== TASK ==
Can you convert every line of the records below into a JSON list of strings, one string per line, with blank lines left out?
◇ ◇ ◇ ◇
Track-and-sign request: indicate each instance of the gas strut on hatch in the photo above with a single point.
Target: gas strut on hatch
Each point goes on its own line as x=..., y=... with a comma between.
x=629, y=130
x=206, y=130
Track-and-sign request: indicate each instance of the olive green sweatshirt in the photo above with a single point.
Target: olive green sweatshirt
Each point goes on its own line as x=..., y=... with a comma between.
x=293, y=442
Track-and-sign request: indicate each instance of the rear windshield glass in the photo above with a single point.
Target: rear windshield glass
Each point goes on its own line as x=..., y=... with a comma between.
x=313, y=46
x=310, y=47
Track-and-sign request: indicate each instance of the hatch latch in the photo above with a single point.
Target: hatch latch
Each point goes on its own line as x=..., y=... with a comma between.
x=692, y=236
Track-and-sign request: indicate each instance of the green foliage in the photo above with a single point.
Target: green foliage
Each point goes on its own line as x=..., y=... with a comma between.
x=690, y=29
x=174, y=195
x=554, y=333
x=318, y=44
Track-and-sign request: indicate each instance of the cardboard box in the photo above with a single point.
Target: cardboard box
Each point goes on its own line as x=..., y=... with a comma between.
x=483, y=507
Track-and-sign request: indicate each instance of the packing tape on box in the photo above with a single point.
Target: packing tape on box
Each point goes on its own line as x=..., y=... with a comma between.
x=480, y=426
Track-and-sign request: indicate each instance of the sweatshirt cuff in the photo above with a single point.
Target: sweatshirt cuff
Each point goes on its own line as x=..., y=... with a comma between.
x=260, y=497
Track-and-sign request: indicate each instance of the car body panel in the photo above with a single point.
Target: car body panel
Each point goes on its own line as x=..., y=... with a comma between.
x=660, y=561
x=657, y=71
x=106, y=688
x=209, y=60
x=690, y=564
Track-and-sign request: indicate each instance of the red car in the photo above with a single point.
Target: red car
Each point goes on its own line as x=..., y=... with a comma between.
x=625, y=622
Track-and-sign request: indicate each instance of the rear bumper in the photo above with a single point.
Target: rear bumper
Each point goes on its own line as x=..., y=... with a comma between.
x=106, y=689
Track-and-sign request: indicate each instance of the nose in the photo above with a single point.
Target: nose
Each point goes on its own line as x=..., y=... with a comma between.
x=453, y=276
◇ ◇ ◇ ◇
== FULL ANSWER ==
[
  "Track-and-sign request: indicate each instance of the gas strut on hatch in the photo above with a single point.",
  "Target: gas strut on hatch",
  "Each point goes on its own line as x=..., y=... with a comma between.",
  "x=629, y=130",
  "x=206, y=130",
  "Track-and-sign request: indicate each instance of the olive green sweatshirt in the photo above with a single point.",
  "Target: olive green sweatshirt",
  "Each point goes on its own line as x=..., y=... with a comma between.",
  "x=293, y=442",
  "Track-and-sign request: indicate each instance of the rear windshield glass in the photo above with a single point.",
  "Target: rear windshield glass",
  "Each point goes on its own line as x=..., y=... with a comma between.",
  "x=313, y=46",
  "x=310, y=47",
  "Track-and-sign request: indicate each instance of the hatch latch in the photo above with a single point.",
  "Target: hatch latch",
  "Each point goes on its own line as x=..., y=... with a comma between.",
  "x=692, y=236",
  "Track-and-sign request: indicate each instance of the green foliage in the photo above with a single point.",
  "Target: green foliage",
  "Each point goes on its own line as x=..., y=... with a comma between.",
  "x=690, y=29",
  "x=174, y=195",
  "x=554, y=333",
  "x=318, y=44",
  "Track-and-sign request: indicate each instance of the cardboard box in the photo above with a single point.",
  "Target: cardboard box",
  "Each point goes on its own line as x=..., y=... with a comma between.",
  "x=483, y=507",
  "Track-and-sign request: indicate each instance of the packing tape on box in the photo above with a single point.",
  "Target: packing tape on box",
  "Each point goes on its own line as x=..., y=... with a comma between.",
  "x=480, y=426",
  "Track-and-sign request: indicate each instance of the sweatshirt cuff in the photo above with a single point.",
  "Target: sweatshirt cuff",
  "Each point goes on its own line as x=..., y=... with a comma between.",
  "x=260, y=497",
  "Track-and-sign request: indicate each instance of the car body panel in the photo above with a single point.",
  "Target: car body panel",
  "Each point goes on its own line as x=..., y=... with a comma between.",
  "x=660, y=561",
  "x=657, y=71",
  "x=106, y=688",
  "x=209, y=60",
  "x=690, y=564",
  "Track-and-sign request: indicate each instance of the red car in the photo above with a single point.",
  "Target: red car",
  "Each point goes on its own line as x=..., y=... with a comma between.",
  "x=625, y=622",
  "Track-and-sign request: indicate each instance of the rear bumper in the photo above with a single point.",
  "Target: rear bumper",
  "Each point goes on its own line as x=..., y=... with a comma between.",
  "x=106, y=689",
  "Track-and-sign request: indicate each instance of the nose in the photo above with a single point.",
  "Target: nose",
  "Each point goes on its own line as x=..., y=... with a comma between.",
  "x=453, y=276"
]